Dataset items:
▼

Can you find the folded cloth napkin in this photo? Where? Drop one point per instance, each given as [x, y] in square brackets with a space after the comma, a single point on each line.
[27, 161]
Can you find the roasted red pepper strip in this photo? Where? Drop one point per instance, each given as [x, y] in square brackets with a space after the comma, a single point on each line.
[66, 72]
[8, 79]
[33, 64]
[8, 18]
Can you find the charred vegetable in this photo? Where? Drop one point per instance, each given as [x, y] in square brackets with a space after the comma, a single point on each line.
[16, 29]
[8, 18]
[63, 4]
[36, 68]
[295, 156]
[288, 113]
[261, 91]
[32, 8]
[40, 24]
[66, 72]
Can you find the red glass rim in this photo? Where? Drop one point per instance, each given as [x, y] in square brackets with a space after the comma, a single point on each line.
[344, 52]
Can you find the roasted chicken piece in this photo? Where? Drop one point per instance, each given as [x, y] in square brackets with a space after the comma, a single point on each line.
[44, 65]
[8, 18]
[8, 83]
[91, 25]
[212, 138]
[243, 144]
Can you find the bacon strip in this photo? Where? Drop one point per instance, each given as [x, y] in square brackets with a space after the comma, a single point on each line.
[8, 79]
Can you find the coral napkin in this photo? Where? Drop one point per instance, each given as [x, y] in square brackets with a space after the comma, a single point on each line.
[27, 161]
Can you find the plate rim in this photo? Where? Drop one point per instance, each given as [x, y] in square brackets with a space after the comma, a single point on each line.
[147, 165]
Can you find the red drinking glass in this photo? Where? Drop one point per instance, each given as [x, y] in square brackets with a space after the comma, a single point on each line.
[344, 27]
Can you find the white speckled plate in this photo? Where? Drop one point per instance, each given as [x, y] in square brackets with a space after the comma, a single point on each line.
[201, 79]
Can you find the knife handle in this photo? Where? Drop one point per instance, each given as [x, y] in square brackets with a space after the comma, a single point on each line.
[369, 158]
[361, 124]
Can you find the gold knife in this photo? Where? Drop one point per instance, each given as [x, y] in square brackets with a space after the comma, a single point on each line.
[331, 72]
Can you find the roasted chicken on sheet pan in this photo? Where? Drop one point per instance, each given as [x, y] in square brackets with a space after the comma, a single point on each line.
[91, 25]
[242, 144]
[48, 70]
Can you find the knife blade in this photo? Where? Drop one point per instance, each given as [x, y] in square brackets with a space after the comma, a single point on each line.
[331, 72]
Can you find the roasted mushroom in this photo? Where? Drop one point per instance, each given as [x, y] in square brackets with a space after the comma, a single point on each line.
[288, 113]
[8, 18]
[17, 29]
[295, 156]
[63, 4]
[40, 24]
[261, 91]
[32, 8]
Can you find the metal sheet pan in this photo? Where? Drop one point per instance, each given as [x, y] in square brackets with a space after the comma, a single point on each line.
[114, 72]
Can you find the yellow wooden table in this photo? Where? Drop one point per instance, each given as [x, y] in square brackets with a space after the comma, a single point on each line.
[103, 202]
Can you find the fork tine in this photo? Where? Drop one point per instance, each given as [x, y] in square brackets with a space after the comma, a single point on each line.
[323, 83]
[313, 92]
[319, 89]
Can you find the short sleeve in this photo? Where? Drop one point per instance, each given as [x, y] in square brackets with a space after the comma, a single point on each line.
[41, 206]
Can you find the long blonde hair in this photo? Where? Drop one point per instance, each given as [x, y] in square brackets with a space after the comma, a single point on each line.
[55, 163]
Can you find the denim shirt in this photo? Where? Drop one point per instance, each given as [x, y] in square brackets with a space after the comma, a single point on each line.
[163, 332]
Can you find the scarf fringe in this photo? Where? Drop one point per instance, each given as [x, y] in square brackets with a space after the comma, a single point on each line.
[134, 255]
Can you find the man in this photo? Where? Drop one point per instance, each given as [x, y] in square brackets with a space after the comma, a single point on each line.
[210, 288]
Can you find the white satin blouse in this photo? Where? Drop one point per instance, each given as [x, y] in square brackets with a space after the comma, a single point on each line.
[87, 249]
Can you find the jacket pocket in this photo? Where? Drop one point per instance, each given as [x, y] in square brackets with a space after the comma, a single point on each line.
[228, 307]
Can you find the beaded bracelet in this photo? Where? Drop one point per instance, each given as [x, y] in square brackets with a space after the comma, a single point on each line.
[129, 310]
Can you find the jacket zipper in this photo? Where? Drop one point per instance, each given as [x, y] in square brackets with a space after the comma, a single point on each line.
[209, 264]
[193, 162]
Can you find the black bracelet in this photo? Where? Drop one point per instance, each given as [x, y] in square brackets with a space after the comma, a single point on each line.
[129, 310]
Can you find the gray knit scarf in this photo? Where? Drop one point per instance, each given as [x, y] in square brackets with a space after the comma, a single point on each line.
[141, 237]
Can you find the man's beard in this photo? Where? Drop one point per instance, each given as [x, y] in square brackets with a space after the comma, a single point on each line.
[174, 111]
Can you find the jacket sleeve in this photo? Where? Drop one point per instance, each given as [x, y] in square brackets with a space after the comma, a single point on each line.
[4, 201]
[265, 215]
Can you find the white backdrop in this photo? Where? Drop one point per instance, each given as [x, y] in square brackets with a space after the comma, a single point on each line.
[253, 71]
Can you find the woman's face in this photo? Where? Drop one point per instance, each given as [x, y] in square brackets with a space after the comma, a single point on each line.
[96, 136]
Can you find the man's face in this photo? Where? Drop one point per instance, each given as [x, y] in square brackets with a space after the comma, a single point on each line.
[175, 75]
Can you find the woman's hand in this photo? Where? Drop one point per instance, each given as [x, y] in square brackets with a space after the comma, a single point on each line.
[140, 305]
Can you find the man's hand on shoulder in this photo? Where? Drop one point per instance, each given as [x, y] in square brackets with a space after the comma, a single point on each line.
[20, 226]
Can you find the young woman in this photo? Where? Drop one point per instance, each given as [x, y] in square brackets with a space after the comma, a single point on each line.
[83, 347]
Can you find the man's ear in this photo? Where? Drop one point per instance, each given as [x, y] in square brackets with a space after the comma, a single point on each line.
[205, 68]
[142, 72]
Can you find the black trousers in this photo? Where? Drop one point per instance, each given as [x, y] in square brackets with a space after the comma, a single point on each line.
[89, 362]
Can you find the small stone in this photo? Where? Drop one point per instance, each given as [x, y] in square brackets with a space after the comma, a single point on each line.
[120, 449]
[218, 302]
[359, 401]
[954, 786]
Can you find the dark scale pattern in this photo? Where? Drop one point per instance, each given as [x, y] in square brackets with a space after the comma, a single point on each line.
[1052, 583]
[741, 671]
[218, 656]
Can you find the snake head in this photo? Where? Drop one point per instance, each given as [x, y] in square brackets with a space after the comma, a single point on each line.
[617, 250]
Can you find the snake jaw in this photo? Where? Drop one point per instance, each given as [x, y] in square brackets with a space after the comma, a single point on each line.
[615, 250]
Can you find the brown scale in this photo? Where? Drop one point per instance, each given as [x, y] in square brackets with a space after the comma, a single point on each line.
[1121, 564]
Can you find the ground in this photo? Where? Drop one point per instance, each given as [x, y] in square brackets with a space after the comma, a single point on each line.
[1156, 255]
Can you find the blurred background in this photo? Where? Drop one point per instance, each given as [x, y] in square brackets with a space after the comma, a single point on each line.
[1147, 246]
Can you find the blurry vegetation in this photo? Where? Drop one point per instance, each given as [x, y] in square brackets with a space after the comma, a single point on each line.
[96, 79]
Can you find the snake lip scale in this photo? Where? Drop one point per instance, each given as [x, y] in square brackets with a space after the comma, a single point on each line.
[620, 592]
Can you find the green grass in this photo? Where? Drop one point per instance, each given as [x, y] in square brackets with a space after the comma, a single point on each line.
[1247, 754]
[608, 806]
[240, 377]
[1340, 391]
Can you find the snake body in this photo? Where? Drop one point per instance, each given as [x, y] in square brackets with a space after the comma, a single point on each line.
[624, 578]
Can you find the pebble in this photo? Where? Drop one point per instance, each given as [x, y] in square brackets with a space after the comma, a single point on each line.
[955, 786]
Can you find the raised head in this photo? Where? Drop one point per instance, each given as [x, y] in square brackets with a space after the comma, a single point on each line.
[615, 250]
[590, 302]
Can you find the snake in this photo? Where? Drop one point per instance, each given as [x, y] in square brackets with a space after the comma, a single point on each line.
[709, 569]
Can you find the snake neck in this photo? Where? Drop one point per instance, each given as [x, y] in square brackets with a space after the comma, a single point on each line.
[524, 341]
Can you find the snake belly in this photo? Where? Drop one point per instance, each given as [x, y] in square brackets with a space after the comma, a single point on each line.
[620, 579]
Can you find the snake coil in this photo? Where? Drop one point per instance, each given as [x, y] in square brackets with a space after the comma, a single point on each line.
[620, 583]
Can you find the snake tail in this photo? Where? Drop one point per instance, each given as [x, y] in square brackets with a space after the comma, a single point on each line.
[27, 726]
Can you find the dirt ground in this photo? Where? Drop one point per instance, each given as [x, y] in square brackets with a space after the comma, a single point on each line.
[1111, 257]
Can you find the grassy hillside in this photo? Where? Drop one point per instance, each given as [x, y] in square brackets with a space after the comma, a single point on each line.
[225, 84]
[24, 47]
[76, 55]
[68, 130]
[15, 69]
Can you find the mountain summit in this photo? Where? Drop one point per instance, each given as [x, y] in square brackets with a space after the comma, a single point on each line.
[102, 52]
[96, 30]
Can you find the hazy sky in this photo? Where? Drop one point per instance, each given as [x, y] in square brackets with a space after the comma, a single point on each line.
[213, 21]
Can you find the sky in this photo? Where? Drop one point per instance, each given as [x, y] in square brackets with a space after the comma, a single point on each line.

▲

* [Given exercise]
Update the lines from the line with "Can you find the dirt" through the end of the material, changing "summit" to "peak" and leaving everything else as it is.

* [Exercise answer]
Can you find the dirt ground in this photo? Where? Drop one point per instance, each given as [x, y] in square brackets with a space after the comma, a single point on each line.
[1111, 257]
Can you find the grassy hillside in this photo? Where? Drop one point per instance, each given as [x, y] in square brackets with a space after the comma, a single point on each line.
[225, 84]
[24, 47]
[76, 55]
[68, 130]
[15, 69]
Can you find the mountain peak in this photo? Where? Drop one point per instance, each given as [x, y] in square brackets with a space after the comma, a single point on each line.
[102, 52]
[96, 30]
Can you find the hazy sky in this photo? Where? Drop one point per instance, each given as [x, y] in square brackets with a space after the comma, a single point on each line.
[213, 21]
Can you find the sky in this photo? Where? Drop one point per instance, each given as [x, y] in square brackets with a space after the comma, a single point on each line.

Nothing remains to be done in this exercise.